GOAL: Extract every line of the entries below that contains the string "ceiling".

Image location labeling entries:
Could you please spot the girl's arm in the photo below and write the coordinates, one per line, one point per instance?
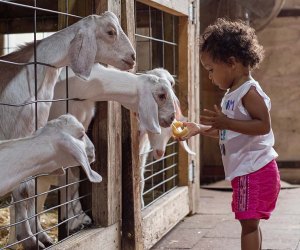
(260, 123)
(195, 129)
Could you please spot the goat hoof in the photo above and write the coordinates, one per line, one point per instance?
(31, 244)
(46, 240)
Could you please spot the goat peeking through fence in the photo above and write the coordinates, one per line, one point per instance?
(92, 39)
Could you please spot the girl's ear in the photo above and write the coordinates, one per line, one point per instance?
(232, 61)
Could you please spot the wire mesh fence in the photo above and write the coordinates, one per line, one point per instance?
(157, 47)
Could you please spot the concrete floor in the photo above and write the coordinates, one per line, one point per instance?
(215, 227)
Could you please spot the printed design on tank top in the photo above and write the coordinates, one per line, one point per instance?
(222, 138)
(243, 193)
(229, 105)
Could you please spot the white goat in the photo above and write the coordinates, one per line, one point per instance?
(62, 142)
(92, 39)
(136, 92)
(148, 95)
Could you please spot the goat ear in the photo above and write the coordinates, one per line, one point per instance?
(148, 111)
(178, 113)
(58, 172)
(77, 151)
(187, 148)
(82, 53)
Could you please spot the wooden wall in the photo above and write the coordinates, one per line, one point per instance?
(279, 75)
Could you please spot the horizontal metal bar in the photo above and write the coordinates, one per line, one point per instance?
(162, 195)
(41, 9)
(26, 64)
(44, 211)
(47, 192)
(159, 184)
(40, 101)
(156, 39)
(161, 171)
(163, 158)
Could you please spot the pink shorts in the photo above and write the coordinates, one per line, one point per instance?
(255, 195)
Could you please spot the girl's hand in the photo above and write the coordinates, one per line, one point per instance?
(216, 119)
(194, 129)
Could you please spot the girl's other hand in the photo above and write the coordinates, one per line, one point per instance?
(216, 119)
(193, 129)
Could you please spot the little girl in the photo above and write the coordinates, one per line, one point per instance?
(229, 51)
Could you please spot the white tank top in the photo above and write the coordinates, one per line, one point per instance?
(243, 154)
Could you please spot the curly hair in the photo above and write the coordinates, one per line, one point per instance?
(226, 38)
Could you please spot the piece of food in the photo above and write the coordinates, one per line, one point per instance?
(178, 130)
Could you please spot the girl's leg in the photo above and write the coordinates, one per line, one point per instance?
(251, 235)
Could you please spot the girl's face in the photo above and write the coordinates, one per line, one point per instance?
(221, 74)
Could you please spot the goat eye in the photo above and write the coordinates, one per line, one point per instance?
(111, 32)
(162, 96)
(81, 136)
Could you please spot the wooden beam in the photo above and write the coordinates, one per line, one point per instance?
(99, 238)
(174, 7)
(106, 196)
(1, 44)
(163, 215)
(131, 200)
(189, 91)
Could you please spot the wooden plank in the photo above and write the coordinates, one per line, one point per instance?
(107, 139)
(163, 215)
(131, 202)
(174, 7)
(101, 238)
(189, 96)
(1, 44)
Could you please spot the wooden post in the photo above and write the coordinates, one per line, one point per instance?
(131, 200)
(189, 96)
(2, 44)
(106, 131)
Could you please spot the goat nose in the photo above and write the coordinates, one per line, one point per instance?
(159, 153)
(133, 57)
(172, 117)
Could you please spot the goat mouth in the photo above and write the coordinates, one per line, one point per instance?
(164, 123)
(130, 64)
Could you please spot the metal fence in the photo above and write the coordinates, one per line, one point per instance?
(37, 17)
(157, 46)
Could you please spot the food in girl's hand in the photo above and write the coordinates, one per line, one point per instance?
(177, 129)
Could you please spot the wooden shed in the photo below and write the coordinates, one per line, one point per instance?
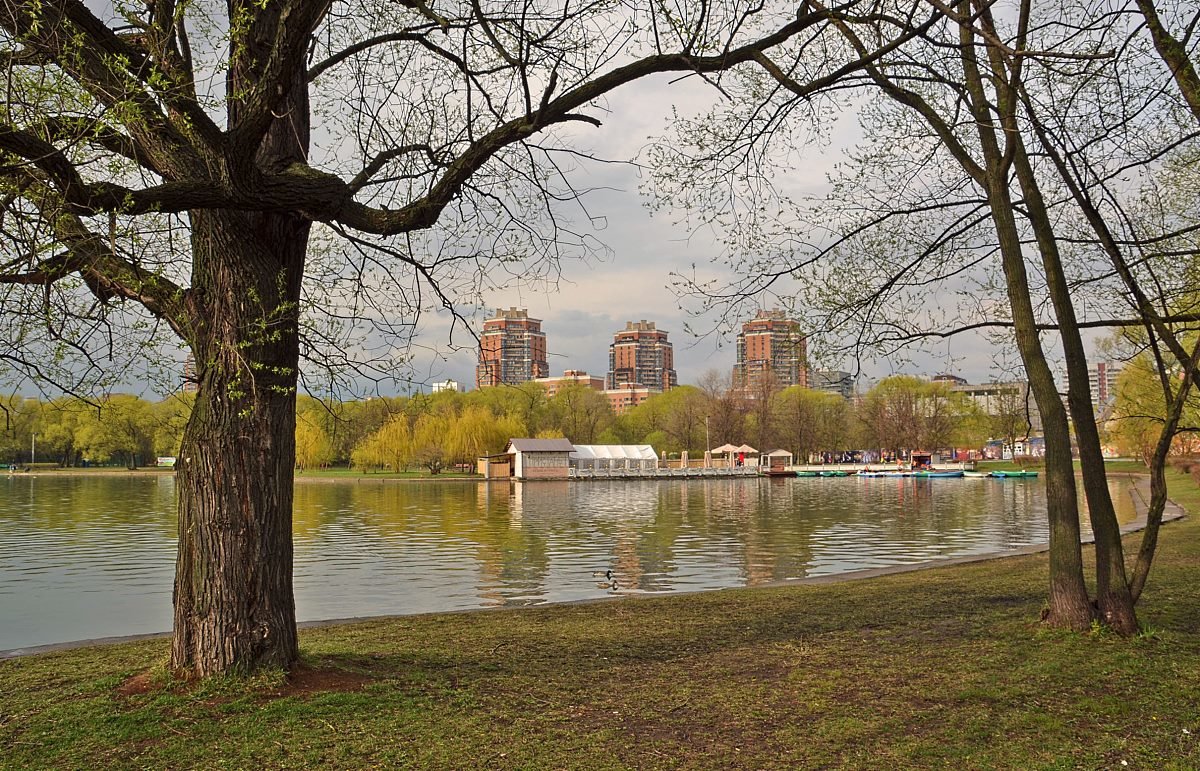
(540, 459)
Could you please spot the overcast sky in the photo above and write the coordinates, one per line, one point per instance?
(594, 300)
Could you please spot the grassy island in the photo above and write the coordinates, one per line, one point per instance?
(940, 668)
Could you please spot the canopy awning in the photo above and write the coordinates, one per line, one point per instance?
(615, 452)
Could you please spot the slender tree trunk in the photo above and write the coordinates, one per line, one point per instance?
(1113, 596)
(1069, 603)
(1114, 599)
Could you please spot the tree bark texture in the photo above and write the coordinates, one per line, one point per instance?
(1069, 603)
(1113, 596)
(234, 608)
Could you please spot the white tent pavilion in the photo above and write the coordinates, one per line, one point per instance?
(778, 458)
(615, 456)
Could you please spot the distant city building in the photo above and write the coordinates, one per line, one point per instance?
(568, 377)
(771, 345)
(641, 354)
(999, 399)
(628, 396)
(191, 378)
(833, 381)
(511, 350)
(1102, 380)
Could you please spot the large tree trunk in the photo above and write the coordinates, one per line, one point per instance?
(234, 609)
(233, 579)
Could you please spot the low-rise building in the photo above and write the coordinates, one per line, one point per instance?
(628, 395)
(570, 377)
(540, 459)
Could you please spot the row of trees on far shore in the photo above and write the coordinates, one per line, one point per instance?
(438, 430)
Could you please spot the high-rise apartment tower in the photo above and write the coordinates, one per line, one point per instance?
(641, 354)
(511, 350)
(771, 345)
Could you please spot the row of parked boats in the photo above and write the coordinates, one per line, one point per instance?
(930, 473)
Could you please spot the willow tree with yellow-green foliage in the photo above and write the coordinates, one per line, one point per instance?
(1001, 156)
(286, 180)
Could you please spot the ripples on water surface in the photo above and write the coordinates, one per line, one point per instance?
(94, 556)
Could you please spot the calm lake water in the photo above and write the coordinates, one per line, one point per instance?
(94, 556)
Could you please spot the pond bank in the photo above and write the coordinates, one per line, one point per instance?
(945, 667)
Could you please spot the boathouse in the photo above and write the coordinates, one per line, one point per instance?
(540, 459)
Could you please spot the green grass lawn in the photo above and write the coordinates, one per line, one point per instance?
(940, 668)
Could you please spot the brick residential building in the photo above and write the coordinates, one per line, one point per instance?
(772, 345)
(511, 350)
(640, 354)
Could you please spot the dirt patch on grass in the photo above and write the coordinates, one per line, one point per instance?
(137, 685)
(306, 681)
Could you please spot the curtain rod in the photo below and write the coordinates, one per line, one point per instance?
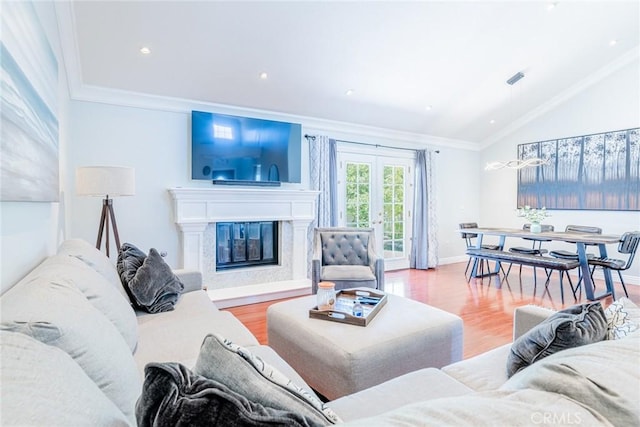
(313, 137)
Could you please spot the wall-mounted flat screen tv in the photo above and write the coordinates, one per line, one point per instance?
(246, 151)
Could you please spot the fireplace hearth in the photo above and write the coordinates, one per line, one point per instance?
(246, 244)
(198, 211)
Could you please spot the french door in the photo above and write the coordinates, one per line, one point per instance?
(377, 191)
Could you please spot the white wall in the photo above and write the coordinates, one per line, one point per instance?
(610, 104)
(31, 231)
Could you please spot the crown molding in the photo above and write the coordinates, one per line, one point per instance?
(564, 96)
(79, 91)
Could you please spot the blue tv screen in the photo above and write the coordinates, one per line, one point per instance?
(242, 149)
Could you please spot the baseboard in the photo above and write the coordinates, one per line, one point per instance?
(252, 294)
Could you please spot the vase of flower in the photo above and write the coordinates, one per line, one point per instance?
(534, 216)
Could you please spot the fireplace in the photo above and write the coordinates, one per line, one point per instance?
(199, 211)
(246, 244)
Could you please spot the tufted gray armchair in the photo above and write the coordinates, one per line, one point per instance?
(347, 257)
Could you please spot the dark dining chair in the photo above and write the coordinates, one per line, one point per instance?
(578, 229)
(469, 239)
(628, 246)
(535, 249)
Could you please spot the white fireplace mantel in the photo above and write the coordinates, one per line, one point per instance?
(196, 208)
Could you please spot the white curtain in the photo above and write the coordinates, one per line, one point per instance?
(424, 250)
(323, 177)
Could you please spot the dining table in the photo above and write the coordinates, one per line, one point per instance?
(580, 240)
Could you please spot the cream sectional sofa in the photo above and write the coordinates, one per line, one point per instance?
(74, 351)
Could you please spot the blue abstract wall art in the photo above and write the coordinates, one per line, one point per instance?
(591, 172)
(29, 168)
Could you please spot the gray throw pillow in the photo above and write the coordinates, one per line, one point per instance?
(248, 375)
(572, 327)
(602, 377)
(174, 396)
(154, 287)
(130, 259)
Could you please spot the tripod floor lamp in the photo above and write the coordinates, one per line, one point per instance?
(106, 181)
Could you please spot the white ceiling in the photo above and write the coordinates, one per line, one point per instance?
(397, 57)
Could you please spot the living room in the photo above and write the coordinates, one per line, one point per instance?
(100, 124)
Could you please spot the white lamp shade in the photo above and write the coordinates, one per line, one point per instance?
(105, 181)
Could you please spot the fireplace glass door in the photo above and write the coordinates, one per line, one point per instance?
(244, 244)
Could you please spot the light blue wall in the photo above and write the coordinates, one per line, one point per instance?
(610, 104)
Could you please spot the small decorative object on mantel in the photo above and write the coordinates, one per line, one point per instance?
(534, 216)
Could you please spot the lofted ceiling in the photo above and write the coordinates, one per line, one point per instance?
(428, 68)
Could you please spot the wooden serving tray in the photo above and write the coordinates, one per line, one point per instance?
(371, 300)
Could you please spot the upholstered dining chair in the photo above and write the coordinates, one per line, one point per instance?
(628, 246)
(347, 257)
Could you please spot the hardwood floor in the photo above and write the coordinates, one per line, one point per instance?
(486, 306)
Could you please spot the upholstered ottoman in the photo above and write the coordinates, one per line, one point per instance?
(337, 359)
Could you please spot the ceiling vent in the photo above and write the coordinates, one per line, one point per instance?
(514, 79)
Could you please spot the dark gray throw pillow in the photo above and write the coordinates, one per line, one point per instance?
(130, 259)
(572, 327)
(250, 376)
(172, 395)
(154, 287)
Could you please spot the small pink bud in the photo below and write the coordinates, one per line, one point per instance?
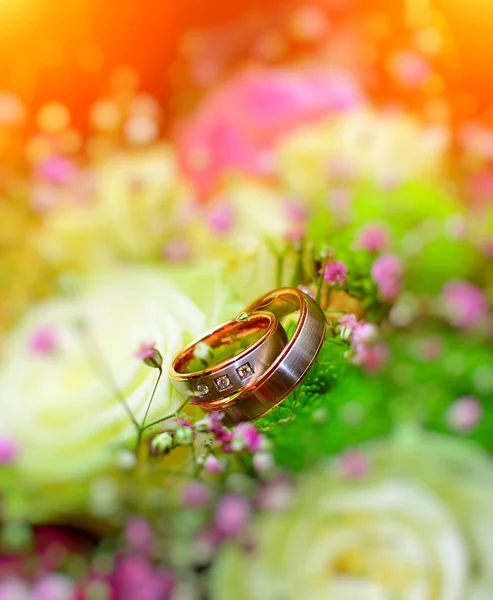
(354, 464)
(263, 462)
(213, 464)
(232, 515)
(387, 271)
(464, 414)
(43, 341)
(246, 437)
(364, 333)
(150, 355)
(335, 272)
(464, 304)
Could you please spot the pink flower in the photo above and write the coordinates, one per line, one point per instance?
(232, 515)
(240, 121)
(54, 587)
(354, 464)
(8, 450)
(56, 169)
(387, 271)
(246, 437)
(364, 334)
(220, 219)
(139, 535)
(196, 493)
(372, 358)
(465, 304)
(134, 577)
(43, 341)
(146, 350)
(373, 239)
(464, 414)
(263, 462)
(335, 272)
(347, 324)
(213, 464)
(307, 290)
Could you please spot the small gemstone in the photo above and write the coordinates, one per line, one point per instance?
(245, 371)
(223, 383)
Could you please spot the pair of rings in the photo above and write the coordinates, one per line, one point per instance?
(249, 382)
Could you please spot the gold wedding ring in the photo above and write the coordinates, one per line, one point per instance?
(261, 376)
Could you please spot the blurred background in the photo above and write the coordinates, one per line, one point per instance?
(67, 51)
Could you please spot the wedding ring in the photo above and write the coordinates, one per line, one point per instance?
(227, 378)
(262, 394)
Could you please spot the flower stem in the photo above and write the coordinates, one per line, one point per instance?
(170, 416)
(142, 426)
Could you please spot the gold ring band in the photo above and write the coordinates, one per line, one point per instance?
(220, 381)
(262, 394)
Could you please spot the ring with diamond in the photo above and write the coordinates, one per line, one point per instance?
(264, 338)
(262, 394)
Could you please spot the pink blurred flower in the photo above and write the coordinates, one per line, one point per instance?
(220, 218)
(134, 577)
(465, 304)
(8, 450)
(196, 493)
(353, 464)
(238, 123)
(246, 437)
(43, 340)
(232, 515)
(387, 271)
(55, 169)
(364, 334)
(263, 462)
(146, 350)
(373, 238)
(464, 414)
(335, 272)
(347, 324)
(410, 68)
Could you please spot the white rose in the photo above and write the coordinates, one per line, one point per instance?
(59, 404)
(382, 147)
(401, 533)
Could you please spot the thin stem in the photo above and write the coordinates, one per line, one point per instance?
(101, 365)
(142, 426)
(280, 270)
(170, 416)
(152, 396)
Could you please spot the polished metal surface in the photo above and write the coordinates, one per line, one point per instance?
(230, 376)
(262, 395)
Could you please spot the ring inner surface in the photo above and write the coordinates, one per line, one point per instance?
(227, 343)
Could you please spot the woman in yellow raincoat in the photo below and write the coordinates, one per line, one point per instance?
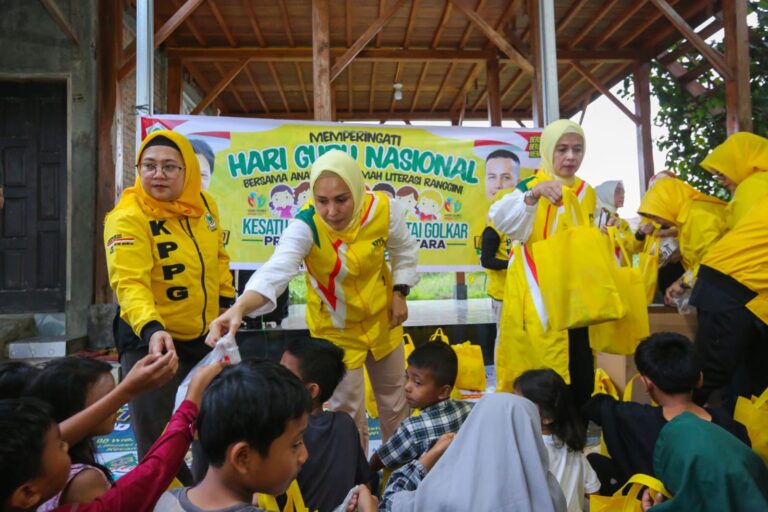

OUTPUT FOR THIS EXERCISE:
Could you please spot the white ceiling in the photo above and write the coordinates, one per line, one point per instance?
Could you please spot the lofted ceiling in the photo above and write the coordinates, one per line, one point per instance?
Could you please spot the ceiling vent in the photo above and write the coordinates, one per line, one point per instance?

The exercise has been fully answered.